┏━━

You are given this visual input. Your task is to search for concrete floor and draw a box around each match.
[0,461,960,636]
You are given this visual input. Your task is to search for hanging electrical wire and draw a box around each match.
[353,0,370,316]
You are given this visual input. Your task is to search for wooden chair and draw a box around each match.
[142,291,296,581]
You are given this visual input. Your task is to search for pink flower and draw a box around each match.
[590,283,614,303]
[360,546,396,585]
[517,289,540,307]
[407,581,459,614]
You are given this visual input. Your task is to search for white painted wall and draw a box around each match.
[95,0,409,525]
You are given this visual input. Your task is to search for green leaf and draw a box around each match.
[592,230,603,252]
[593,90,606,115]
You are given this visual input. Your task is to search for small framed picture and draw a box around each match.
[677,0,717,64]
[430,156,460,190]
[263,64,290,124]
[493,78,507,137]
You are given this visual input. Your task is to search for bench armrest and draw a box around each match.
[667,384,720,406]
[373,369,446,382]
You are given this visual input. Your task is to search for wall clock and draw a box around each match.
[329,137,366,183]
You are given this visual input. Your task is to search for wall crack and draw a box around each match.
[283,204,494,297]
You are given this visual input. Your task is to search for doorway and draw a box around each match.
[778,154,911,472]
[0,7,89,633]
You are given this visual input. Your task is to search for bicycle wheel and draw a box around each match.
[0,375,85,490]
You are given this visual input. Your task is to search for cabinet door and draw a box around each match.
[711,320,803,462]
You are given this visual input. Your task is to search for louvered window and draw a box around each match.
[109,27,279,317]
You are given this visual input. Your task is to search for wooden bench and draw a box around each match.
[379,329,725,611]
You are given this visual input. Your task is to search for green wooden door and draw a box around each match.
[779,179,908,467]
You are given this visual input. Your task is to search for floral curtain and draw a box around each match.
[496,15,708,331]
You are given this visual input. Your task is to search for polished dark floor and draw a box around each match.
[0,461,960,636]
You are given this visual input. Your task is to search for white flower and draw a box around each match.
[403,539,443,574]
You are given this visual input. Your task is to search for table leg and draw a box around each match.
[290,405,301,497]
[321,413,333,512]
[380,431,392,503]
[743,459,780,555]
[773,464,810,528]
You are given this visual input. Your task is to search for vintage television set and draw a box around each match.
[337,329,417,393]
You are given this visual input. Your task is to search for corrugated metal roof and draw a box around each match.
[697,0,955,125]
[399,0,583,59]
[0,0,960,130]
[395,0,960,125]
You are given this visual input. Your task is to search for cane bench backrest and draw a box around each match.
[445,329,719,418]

┗━━

Instruction → Please tally the lines of the data above that contain the word "bench" and give only that number.

Written response → 3